| GIVEN EXERCISE |
Convert the records from the line containing "Note: mark the coffee" through the end of the records into a two-column CSV with the columns instruction and points. Give one row per record, with its text and its answer each in a single quoted field and line breaks replaced by spaces.

| LISTED RECORDS |
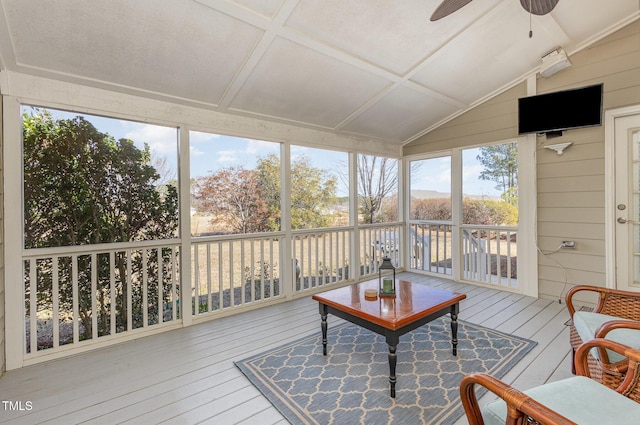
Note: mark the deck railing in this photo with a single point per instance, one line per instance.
(488, 253)
(431, 246)
(234, 270)
(87, 293)
(90, 293)
(320, 257)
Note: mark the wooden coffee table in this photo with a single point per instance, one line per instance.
(413, 306)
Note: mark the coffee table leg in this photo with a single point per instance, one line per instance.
(454, 328)
(323, 325)
(393, 359)
(392, 341)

| EXERCISE SOLUTION |
instruction,points
"Note: mark the coffee table leg in this photo with a single point per instance, one line per instance.","(454, 328) (323, 325) (393, 359) (392, 341)"